==== RAW RECORDS

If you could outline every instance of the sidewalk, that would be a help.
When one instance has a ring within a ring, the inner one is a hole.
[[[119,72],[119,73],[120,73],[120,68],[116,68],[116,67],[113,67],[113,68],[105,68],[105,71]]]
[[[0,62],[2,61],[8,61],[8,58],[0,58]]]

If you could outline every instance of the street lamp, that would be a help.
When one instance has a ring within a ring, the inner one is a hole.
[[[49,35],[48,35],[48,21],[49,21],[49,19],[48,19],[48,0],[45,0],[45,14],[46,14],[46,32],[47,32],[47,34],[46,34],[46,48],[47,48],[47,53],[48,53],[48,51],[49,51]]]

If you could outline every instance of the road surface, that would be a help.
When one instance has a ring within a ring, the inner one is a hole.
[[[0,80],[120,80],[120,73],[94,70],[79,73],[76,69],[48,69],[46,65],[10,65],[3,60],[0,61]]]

========
==== RAW RECORDS

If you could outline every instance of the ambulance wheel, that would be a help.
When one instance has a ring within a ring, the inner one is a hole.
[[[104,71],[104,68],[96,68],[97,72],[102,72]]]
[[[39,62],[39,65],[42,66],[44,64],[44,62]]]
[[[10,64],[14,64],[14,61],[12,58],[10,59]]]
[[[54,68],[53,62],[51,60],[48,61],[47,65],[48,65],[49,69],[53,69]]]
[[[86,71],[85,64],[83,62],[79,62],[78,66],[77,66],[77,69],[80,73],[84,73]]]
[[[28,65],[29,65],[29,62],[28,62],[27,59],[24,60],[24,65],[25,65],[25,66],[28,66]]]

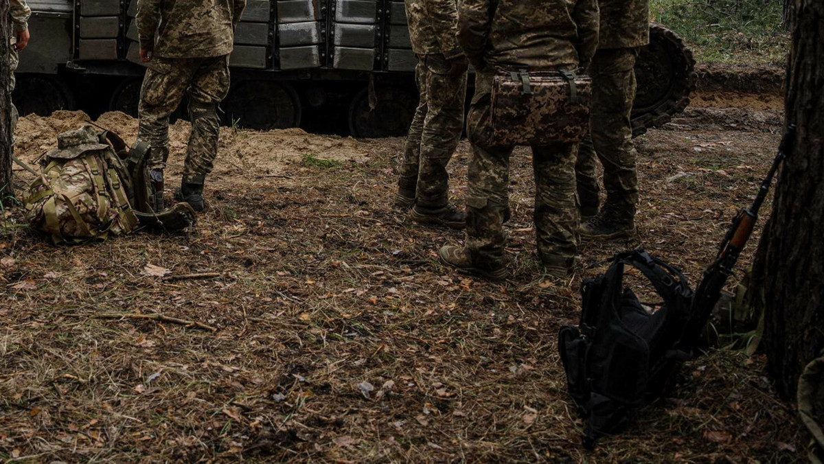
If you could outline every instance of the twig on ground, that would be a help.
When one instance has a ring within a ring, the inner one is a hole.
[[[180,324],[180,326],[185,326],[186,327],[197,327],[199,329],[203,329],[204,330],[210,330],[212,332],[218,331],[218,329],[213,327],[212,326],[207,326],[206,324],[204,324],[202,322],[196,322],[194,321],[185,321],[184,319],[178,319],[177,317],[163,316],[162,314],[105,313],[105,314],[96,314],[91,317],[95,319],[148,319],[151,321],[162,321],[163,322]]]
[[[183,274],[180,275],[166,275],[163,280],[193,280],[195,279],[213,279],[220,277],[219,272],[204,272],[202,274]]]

========

**YOUR TASK:** Please gather all lines above that contain the word "every", with case counting, and copy them out.

**REPLY:**
If you could outline every instance of the sidewalk, that would be a help.
If you could outline every instance of the street lamp, that would be a help.
If you could outline every instance of the road surface, that would be a help.
If you could outline every instance of the ambulance wheel, that would be a help.
If you could outline every instance of the twig on ground, that would be a help.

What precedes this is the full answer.